[BEGIN RECORDS FOR THIS TASK]

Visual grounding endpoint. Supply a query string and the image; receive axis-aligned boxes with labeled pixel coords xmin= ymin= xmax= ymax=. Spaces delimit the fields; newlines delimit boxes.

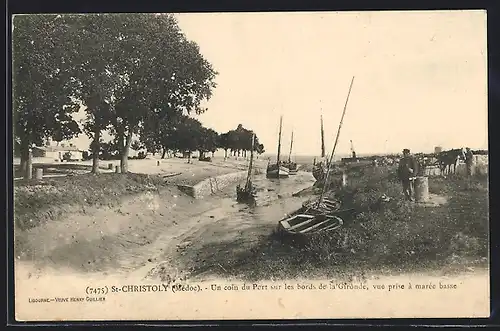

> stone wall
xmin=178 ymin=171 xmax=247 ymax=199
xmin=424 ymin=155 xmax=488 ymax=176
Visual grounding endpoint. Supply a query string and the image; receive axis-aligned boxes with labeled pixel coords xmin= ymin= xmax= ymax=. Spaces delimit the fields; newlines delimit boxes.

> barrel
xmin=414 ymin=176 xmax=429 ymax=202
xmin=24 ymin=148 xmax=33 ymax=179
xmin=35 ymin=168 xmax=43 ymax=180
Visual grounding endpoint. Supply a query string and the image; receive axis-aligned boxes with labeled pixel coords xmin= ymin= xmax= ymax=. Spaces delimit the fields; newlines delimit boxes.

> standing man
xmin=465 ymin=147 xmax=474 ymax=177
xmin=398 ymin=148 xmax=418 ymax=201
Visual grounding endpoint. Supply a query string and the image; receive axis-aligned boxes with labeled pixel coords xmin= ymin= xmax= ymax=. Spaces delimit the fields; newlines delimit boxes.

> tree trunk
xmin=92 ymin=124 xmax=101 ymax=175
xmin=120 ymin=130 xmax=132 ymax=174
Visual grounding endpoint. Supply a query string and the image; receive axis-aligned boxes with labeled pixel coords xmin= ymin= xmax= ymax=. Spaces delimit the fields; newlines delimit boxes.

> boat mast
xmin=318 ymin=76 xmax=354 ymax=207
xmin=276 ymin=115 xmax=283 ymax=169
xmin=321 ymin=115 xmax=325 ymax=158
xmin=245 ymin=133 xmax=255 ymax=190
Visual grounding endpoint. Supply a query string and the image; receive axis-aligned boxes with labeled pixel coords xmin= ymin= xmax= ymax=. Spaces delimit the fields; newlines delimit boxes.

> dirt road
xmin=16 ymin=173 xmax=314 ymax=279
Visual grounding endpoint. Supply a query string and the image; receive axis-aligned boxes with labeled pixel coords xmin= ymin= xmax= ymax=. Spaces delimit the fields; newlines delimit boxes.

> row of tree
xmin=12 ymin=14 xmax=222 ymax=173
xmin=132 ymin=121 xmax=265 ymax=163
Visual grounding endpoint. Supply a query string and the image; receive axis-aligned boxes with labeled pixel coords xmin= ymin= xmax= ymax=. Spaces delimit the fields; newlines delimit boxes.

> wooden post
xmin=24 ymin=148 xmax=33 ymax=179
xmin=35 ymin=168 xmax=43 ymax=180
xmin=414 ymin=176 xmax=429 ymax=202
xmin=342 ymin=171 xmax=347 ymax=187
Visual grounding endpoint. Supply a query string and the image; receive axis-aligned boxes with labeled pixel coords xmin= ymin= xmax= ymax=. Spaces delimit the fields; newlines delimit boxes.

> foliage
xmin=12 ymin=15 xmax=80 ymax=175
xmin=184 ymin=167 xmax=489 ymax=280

[END RECORDS FOR THIS TASK]
[BEGIN RECORDS FOR THIS TASK]

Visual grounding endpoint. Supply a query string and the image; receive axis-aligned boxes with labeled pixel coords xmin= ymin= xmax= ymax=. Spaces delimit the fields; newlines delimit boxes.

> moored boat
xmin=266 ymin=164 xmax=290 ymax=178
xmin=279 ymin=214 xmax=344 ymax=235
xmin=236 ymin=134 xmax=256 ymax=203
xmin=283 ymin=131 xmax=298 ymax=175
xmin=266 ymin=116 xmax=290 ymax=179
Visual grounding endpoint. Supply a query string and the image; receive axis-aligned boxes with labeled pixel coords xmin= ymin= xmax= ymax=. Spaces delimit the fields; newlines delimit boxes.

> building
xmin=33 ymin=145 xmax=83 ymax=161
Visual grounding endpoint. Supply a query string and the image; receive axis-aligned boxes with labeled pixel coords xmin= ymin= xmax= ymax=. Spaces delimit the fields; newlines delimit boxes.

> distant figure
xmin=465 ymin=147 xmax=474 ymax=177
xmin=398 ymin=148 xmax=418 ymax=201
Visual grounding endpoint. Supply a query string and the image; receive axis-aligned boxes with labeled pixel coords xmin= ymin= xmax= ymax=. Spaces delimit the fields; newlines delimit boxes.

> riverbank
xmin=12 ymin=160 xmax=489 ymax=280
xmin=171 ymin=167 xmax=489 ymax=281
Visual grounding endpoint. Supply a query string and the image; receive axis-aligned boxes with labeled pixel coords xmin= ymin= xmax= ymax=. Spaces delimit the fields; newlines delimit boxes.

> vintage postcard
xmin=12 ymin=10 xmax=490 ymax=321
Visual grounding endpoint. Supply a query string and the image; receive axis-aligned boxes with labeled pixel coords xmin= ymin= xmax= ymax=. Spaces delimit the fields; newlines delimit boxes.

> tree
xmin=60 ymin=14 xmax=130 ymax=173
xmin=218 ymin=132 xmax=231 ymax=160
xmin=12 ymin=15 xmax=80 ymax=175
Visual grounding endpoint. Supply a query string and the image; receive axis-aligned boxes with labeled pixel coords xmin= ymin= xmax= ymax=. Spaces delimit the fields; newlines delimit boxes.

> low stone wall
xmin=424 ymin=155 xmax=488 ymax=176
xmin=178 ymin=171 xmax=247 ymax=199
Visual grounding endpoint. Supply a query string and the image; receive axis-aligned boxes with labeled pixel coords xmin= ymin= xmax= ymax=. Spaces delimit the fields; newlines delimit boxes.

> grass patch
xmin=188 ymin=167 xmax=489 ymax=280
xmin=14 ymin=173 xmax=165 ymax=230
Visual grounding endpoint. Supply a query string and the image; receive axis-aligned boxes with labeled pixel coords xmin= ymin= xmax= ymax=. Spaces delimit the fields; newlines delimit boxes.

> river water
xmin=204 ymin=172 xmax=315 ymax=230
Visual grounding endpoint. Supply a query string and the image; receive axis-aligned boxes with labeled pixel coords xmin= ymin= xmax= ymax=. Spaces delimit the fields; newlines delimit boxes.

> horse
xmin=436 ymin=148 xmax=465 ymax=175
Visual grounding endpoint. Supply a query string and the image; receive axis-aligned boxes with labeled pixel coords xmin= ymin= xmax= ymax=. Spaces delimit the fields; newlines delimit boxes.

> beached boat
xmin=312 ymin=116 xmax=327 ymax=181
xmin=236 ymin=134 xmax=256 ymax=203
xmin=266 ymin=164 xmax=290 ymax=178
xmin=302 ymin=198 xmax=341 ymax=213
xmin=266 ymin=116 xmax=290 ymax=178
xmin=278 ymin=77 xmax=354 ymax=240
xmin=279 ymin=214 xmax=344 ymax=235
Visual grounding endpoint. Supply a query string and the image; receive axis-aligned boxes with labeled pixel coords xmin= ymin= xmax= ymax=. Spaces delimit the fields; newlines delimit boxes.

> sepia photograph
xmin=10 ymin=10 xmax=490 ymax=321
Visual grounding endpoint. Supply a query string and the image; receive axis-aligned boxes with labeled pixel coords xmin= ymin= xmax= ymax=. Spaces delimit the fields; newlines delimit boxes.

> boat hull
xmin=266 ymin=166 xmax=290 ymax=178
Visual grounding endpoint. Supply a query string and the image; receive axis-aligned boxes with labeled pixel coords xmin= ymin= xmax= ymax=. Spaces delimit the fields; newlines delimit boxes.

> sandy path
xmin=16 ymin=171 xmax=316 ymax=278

[END RECORDS FOR THIS TASK]

[WRITTEN TASK]
Pick out each line in the records that contains the word "boat", and copy those lines.

[THE COMPLETED TASK]
> boat mast
> moored boat
> beached boat
> boat hull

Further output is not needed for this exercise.